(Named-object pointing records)
○ ○ ○

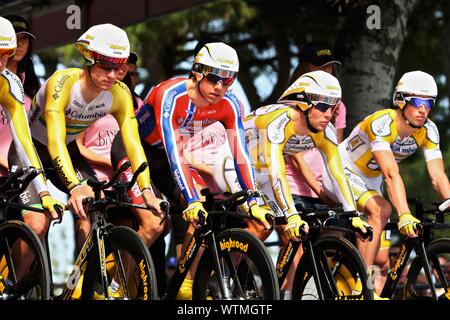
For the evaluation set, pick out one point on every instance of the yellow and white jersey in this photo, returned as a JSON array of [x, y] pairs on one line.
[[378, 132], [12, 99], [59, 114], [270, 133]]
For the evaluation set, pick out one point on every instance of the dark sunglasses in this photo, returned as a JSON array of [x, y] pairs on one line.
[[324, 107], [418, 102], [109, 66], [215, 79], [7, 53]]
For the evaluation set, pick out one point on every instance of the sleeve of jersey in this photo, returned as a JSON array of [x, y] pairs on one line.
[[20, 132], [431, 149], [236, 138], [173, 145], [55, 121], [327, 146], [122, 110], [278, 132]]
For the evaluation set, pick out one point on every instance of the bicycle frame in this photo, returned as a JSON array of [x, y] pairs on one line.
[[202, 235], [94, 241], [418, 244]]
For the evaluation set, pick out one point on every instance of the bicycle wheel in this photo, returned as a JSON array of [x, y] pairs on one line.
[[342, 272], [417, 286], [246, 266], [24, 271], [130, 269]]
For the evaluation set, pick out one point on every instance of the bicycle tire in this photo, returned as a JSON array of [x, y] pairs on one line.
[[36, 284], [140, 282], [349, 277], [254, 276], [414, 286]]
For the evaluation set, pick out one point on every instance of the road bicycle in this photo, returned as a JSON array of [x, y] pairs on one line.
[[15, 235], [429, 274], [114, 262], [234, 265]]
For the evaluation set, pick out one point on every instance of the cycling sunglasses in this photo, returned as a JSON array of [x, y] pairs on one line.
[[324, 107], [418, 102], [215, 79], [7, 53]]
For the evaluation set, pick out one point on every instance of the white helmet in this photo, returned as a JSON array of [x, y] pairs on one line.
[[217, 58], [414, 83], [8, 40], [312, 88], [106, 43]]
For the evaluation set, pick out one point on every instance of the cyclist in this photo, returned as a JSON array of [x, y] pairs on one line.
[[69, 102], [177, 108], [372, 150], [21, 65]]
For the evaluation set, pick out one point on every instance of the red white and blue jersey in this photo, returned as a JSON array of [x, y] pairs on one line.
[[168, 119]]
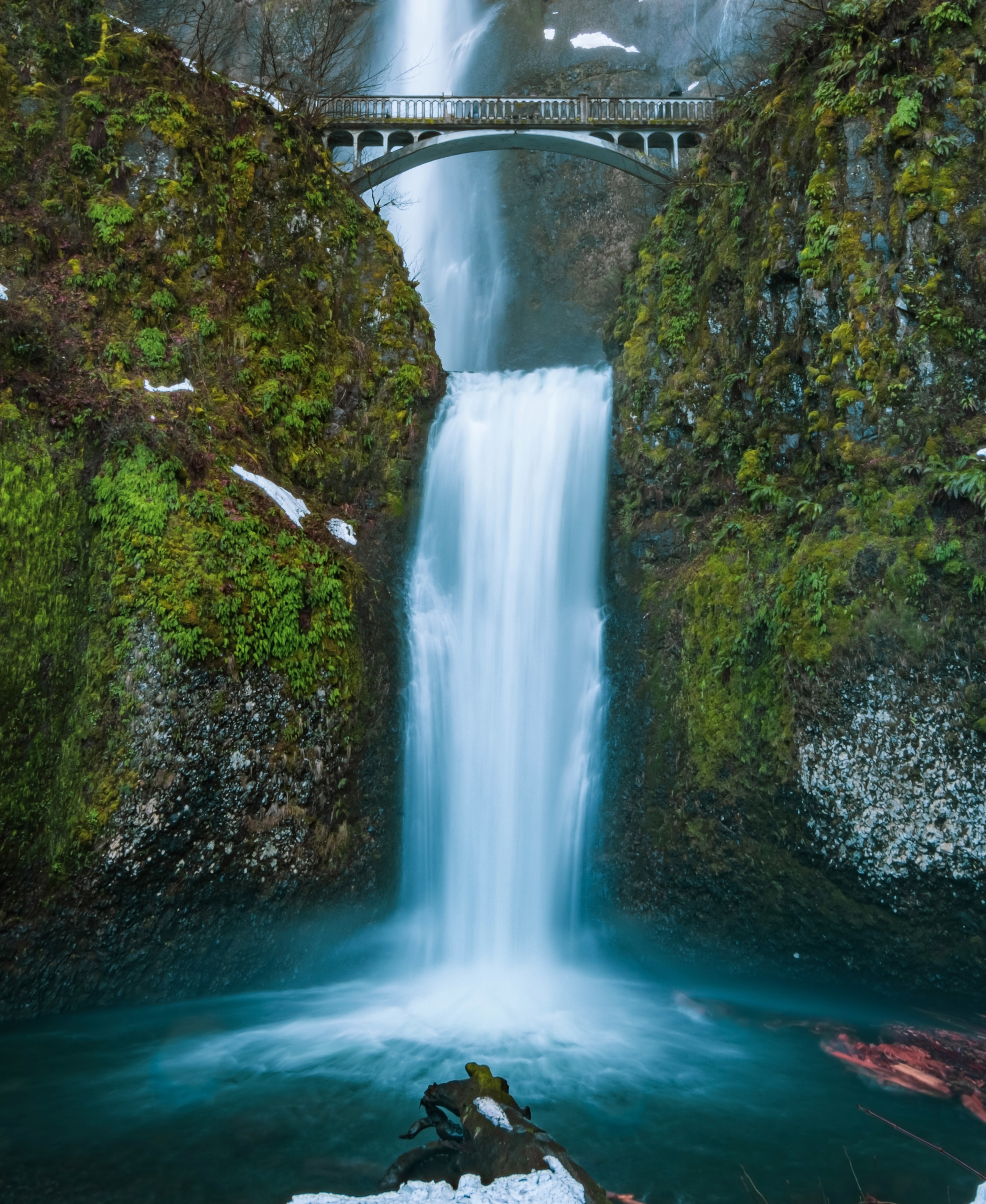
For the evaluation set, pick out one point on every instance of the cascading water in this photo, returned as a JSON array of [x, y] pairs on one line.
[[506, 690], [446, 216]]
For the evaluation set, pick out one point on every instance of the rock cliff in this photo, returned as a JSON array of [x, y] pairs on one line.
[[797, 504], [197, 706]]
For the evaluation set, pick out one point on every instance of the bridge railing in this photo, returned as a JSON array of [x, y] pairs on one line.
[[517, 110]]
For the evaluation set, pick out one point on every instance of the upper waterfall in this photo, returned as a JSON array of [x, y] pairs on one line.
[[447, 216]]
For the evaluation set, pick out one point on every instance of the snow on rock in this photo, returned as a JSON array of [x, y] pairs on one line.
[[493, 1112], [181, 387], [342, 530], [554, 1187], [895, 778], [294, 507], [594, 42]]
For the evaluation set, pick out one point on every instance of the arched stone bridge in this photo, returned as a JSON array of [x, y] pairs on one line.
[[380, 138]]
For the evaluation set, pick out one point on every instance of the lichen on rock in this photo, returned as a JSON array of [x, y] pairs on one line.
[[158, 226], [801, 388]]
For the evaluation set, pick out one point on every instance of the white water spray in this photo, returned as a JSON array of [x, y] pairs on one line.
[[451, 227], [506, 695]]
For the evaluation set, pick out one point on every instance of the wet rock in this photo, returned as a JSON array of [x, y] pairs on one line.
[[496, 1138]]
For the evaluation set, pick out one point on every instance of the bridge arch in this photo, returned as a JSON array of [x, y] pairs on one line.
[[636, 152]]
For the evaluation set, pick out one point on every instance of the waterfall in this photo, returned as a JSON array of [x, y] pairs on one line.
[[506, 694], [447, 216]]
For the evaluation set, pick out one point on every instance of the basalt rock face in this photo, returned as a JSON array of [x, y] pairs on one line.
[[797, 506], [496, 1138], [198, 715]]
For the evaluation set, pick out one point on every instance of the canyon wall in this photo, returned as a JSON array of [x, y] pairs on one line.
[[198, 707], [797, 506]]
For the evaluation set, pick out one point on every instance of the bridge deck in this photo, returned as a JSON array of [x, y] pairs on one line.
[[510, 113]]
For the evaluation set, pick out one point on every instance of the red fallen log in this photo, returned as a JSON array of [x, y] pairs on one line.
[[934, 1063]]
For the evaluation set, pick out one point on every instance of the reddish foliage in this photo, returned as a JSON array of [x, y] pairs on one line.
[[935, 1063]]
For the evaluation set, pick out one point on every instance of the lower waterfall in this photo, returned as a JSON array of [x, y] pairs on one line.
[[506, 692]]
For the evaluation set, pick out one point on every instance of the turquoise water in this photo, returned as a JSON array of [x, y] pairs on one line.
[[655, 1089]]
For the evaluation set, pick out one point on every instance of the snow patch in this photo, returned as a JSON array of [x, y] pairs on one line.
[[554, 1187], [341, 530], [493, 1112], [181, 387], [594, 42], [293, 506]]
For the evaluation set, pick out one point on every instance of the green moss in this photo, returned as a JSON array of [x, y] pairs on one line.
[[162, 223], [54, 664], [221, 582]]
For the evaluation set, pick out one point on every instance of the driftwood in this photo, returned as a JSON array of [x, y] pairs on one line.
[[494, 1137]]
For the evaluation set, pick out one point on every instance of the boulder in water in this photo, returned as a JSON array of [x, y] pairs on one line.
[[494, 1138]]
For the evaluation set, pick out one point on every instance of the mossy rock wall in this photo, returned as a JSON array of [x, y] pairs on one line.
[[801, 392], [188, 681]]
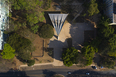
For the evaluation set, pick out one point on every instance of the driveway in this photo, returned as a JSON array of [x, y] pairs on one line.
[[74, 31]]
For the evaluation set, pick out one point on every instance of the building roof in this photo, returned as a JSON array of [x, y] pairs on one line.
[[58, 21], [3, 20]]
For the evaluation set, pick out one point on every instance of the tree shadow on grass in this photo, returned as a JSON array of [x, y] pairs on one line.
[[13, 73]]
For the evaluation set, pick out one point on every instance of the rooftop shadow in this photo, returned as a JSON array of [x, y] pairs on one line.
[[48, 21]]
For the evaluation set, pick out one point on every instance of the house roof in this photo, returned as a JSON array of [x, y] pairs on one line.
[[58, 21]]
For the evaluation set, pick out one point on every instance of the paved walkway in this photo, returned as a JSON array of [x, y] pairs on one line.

○ ○ ○

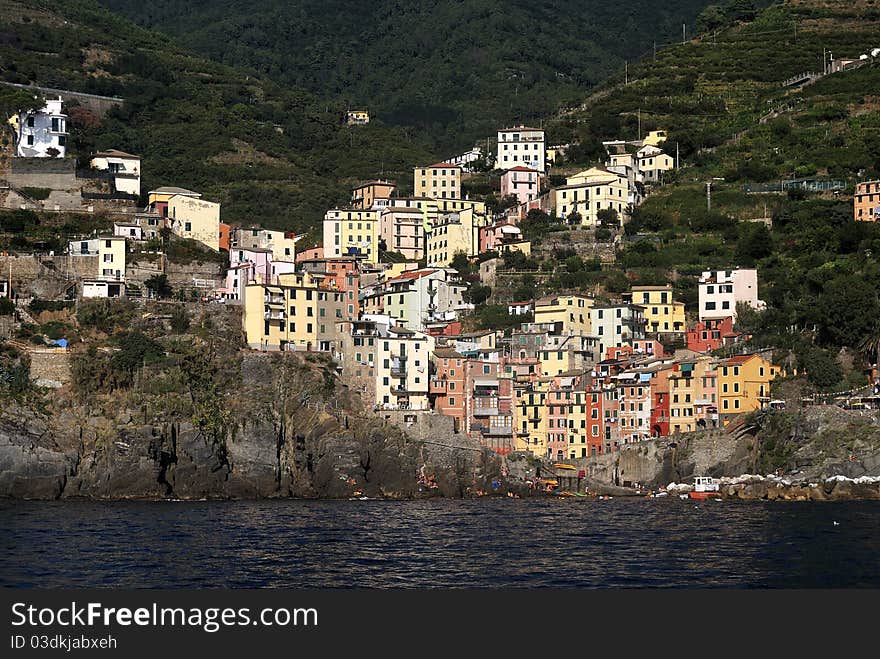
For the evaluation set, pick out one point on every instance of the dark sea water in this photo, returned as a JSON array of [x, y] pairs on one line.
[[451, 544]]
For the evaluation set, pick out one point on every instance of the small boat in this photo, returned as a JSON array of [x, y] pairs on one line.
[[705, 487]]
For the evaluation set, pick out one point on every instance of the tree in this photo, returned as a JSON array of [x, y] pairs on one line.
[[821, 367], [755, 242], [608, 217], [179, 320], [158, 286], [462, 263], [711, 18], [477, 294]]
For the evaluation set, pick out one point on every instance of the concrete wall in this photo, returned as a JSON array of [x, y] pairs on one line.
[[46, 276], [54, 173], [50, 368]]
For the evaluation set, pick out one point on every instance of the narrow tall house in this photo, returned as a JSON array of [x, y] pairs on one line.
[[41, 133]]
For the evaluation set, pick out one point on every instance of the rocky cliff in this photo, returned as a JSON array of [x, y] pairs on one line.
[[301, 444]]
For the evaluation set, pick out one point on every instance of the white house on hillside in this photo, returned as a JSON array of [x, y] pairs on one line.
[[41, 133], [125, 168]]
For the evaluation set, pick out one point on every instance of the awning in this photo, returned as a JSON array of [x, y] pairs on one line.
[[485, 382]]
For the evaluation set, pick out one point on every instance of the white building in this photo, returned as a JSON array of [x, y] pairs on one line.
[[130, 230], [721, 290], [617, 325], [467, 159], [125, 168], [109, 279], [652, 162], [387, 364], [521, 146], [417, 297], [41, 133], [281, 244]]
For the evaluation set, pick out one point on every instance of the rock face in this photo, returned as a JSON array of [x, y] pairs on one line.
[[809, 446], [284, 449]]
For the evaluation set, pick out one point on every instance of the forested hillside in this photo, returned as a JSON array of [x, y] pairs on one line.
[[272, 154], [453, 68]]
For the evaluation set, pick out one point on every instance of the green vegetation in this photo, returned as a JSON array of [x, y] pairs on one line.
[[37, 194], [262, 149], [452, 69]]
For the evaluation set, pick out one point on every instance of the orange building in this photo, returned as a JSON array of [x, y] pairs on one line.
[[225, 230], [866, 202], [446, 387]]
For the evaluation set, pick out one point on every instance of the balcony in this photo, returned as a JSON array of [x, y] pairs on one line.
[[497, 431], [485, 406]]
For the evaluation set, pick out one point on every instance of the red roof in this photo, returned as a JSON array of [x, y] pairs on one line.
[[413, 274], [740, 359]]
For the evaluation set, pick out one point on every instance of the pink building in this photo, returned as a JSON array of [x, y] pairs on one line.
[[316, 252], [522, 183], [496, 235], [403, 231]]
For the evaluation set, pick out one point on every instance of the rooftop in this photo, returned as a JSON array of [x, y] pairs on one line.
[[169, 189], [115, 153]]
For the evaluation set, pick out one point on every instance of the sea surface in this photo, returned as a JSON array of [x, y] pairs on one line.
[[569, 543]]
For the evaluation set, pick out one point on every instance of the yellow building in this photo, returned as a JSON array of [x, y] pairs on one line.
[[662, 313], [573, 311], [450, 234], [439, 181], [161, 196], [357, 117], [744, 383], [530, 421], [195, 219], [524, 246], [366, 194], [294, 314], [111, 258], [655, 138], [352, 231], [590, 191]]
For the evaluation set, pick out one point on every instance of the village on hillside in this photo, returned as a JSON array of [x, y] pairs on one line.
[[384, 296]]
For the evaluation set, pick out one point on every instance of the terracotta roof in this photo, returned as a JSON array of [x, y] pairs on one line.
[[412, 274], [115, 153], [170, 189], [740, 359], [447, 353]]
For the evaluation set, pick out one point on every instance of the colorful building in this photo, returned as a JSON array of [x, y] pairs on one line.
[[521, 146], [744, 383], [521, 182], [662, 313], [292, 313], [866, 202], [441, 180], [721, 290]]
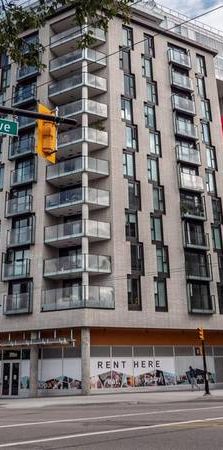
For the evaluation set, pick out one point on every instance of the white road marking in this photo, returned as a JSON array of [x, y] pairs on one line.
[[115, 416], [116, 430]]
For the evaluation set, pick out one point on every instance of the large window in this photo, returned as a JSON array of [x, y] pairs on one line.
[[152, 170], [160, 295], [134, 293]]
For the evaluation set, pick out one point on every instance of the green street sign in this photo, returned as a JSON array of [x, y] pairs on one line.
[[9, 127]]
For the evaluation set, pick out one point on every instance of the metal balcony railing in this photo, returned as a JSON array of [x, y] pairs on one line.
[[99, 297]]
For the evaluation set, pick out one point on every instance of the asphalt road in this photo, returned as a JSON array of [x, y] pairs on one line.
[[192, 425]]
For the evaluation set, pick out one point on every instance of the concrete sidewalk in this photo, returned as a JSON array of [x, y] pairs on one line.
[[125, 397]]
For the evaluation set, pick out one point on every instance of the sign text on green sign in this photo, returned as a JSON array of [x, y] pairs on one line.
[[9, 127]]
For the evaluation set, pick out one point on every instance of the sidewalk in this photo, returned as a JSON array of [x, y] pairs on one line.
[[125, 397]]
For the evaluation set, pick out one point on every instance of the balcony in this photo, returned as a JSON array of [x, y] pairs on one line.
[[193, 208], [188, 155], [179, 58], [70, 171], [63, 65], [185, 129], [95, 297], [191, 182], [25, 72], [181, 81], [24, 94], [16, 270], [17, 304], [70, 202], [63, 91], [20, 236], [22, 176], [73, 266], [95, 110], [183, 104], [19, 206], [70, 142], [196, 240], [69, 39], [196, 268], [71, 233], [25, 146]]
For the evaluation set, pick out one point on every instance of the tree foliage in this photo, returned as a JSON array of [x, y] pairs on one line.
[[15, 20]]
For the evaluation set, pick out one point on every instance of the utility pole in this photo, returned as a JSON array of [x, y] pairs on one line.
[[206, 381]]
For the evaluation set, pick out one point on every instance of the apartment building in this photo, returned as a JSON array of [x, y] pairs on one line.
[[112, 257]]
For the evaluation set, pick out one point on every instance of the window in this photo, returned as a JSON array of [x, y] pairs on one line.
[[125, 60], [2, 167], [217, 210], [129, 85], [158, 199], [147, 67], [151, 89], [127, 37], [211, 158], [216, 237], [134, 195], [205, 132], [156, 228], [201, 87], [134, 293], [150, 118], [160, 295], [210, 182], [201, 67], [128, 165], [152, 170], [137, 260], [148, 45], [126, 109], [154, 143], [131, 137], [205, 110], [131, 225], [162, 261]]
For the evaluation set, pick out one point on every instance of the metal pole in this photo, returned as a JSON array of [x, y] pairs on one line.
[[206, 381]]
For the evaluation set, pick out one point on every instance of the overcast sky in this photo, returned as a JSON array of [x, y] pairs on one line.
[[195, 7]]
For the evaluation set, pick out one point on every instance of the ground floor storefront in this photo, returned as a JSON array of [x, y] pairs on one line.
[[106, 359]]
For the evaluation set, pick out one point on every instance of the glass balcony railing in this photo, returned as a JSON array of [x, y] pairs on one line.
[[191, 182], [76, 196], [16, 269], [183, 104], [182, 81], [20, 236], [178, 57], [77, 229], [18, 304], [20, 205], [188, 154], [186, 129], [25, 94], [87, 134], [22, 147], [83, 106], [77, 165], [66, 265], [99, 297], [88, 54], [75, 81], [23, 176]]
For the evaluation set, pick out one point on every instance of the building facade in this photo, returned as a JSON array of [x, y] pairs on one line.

○ ○ ○

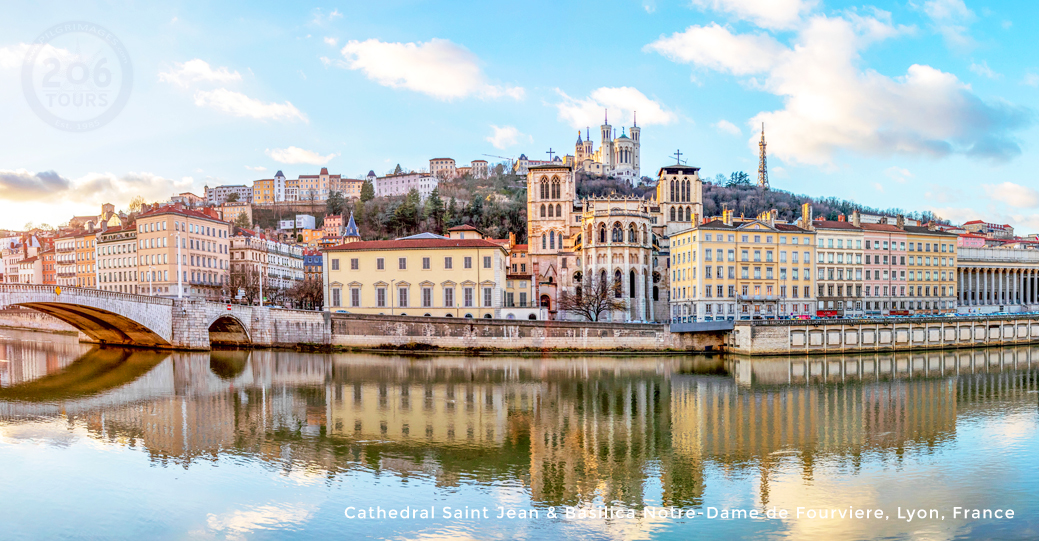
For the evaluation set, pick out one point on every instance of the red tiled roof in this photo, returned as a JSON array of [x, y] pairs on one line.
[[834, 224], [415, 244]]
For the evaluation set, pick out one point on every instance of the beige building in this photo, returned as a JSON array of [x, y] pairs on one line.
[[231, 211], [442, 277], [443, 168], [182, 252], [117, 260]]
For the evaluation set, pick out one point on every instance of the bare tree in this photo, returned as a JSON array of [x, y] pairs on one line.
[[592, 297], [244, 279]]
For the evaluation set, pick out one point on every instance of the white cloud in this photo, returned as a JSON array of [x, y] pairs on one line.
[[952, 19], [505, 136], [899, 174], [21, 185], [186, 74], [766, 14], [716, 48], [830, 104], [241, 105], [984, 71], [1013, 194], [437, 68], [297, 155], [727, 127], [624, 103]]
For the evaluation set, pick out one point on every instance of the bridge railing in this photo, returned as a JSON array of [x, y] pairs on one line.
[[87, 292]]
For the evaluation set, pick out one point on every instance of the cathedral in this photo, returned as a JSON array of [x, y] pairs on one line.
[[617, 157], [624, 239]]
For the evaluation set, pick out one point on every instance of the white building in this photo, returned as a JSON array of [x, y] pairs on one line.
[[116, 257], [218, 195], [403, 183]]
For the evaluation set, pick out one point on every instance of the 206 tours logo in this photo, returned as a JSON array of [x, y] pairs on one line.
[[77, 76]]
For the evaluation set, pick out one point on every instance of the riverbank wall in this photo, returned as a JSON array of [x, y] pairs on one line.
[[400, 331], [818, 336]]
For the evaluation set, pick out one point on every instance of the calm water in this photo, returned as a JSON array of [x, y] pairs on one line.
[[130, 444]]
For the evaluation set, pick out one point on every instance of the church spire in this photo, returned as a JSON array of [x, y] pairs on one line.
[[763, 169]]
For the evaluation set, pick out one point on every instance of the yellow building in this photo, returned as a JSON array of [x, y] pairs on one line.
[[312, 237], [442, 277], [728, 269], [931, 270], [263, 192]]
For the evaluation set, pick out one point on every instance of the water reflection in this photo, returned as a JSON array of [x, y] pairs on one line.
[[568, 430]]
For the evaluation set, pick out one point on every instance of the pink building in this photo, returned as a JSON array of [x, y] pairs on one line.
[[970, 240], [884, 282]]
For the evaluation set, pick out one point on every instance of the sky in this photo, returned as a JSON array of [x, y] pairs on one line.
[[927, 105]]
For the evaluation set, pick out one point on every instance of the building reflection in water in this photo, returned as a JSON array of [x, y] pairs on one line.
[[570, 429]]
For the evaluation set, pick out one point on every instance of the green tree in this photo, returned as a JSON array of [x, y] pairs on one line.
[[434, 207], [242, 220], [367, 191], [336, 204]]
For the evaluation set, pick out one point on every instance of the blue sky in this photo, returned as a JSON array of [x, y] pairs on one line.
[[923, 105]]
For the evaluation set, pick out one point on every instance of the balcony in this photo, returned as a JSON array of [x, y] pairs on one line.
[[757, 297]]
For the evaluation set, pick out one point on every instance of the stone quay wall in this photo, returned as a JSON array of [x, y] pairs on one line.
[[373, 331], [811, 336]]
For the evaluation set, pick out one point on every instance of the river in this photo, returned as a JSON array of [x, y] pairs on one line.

○ ○ ○

DIRECTION
Rescale the items starting at the line containing "the rock face" and ending at the line containing "[[272, 154], [453, 68]]", both included. Write out only those lines, with the requests unchanged, and multiply every x and y coordinate in the answers by 1.85, rounding to whole numbers with halves going up.

EXERCISE OUTPUT
For the evaluation set, pick out one point on every instance of the rock face in this photo, returned as a JSON array of [x, y] pairs on one line.
[[1497, 825], [525, 831]]
For the evaluation set, pick out one point on every instance of the forested hillside in this photo, returned as a JSON array of [x, y] pairs on one line.
[[503, 285], [838, 126]]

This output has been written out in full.